Consegna
Prosegui l'articolo su padre Cesare e il monastero di Pra d'Mill, ripartendo subito dopo la sua ultima frase.

06 - PADRE CESARE, l’ “anima” del Monastero di Pra d’ Mill
PADRE CESARE, l’ “anima” del Monastero di Pra d’ Mill
BAGNOLO PIEMONTE – Padre Cesare Falletti, monaco cistercense, ha gli occhi azzurri, lo sguardo sorridente e la figura del saggio. È lui l’ “anima” del nuovo monastero, nato in questi anni a Pra d’ Mill, in una comba esposta a mezzogiorno, sotto la mola di Punta Ostanetta (2.375 metri), tra i boschi di castagni, a 900 metri di quota.
A Pra d’ Mill sorge il “Castlas”, casa-forte di montagna costruita nel ‘700 da un conte di Bagnolo, che era soldato dell’imperatrice Maria Teresa d’Austria.
UNA OASI DI PACE
I proprietari di Pra d’ Mill, Aimaro e Leletta d’Isola, negli anni scorsi hanno donato il “Castlas” e i terreni ai monaci cistercensi dell’isola di Lérins (in Francia): e così è nata l’idea del monastero sulle Alpi Cozie, a una dozzina di chilometri da Bagnolo, in un’oasi di pace, lontano dai clamori del mondo.
Nel 1988, i monaci iniziano a venire a Pra d’ Mill: «Da soli o in gruppi, per giorni di riposo o di ritiro – sorride padre Cesare – abbiamo iniziato a frequentare questi luoghi, iniziando a restaurare qualche vecchio edificio».
Il primo nucleo del monastero cistercense è il “Castlas”, ben restaurato: vicino c’è una chiesuola bianca, appena sopra le baite e la foresteria.
Ma procediamo con un po’ di ordine, iniziando dalla “carta d’identità” di padre Cesare.

Righe di dati

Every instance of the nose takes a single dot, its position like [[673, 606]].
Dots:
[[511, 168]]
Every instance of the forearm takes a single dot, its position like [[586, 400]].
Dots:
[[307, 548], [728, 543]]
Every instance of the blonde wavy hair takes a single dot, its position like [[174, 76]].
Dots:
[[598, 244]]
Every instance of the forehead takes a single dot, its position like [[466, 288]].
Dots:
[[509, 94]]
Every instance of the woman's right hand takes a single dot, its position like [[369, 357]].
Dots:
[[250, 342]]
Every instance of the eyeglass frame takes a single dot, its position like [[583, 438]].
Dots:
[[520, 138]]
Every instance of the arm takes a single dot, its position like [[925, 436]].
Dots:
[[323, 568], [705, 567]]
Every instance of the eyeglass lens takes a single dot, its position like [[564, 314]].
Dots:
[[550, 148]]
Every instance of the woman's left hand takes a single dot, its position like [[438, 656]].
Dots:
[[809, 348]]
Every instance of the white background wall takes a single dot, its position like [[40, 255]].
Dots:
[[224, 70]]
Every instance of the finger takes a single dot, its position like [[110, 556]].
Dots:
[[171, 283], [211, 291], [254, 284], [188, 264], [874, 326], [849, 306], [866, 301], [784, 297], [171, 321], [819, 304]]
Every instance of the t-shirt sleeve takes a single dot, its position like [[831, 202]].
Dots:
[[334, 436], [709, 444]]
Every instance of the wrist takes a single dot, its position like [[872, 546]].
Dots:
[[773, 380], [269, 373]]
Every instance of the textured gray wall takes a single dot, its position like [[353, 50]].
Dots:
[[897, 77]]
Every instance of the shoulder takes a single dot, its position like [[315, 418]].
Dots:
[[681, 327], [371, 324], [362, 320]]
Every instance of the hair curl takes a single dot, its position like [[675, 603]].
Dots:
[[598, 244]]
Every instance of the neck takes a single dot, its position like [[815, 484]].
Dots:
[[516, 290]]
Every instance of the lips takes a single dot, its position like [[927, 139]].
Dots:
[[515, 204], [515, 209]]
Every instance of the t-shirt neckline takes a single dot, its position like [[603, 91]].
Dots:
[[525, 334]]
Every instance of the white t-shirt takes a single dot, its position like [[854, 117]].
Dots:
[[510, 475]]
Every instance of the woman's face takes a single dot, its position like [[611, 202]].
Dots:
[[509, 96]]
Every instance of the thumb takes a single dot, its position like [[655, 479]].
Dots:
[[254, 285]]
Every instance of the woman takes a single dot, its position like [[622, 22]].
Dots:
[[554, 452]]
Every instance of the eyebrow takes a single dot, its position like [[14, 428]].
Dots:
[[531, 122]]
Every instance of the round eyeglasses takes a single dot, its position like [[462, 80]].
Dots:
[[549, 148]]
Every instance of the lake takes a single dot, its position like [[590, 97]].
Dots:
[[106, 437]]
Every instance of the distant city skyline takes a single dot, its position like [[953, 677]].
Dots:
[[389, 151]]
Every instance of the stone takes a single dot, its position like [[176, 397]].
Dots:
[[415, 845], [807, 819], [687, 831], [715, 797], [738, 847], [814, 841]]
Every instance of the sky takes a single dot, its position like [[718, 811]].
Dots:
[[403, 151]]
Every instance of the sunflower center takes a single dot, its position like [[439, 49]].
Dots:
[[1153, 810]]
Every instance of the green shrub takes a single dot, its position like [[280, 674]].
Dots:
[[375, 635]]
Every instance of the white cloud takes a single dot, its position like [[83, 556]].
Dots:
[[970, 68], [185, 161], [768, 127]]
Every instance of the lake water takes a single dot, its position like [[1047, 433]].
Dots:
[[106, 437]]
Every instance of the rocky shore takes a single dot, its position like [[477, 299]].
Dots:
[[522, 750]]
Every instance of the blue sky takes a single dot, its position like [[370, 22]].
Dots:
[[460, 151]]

Risultato dell'esercizio
«Sono nato il 22 ottobre 1939 a Torino, ho trascorso gli anni della mia giovinezza a Roma. La ricerca della risposta alla chiamata di Dio non è stata facile, il percorso è stato un po’ sinuoso. Dopo il Liceo, mi sono iscritto a Legge: ma non mi sono laureato. A 22 anni sono entrato in Seminario, anche se “sentivo” dentro di me che quella non era proprio la mia strada…».
Ordinato prete diocesano, don Cesare Falletti ritorna a Torino, dove assume l’incarico di vicerettore del Seminario delle vocazioni adulte.
GLI ANNI DEL CONCILIO
«Erano gli anni del Concilio – racconta padre Cesare – un tempo forte, per me di una buona formazione spirituale e intellettuale e di conoscenza della Chiesa».
Nel 1971, don Cesare Falletti va in un monastero in Savoia: inizia così a conoscere la vita monastica francese. Due anni dopo, entra nel monastero dell’isola di Saint-Honorat (Iles de Lérins), di fronte a Cannes, dove padre Cesare resta fino al 1995.
Concluso il periodo di noviziato, padre Faletti partecipa alla vita del monastero francese, svolgendo varie mansioni (tra le quali quelle di distillatore e di cuoco).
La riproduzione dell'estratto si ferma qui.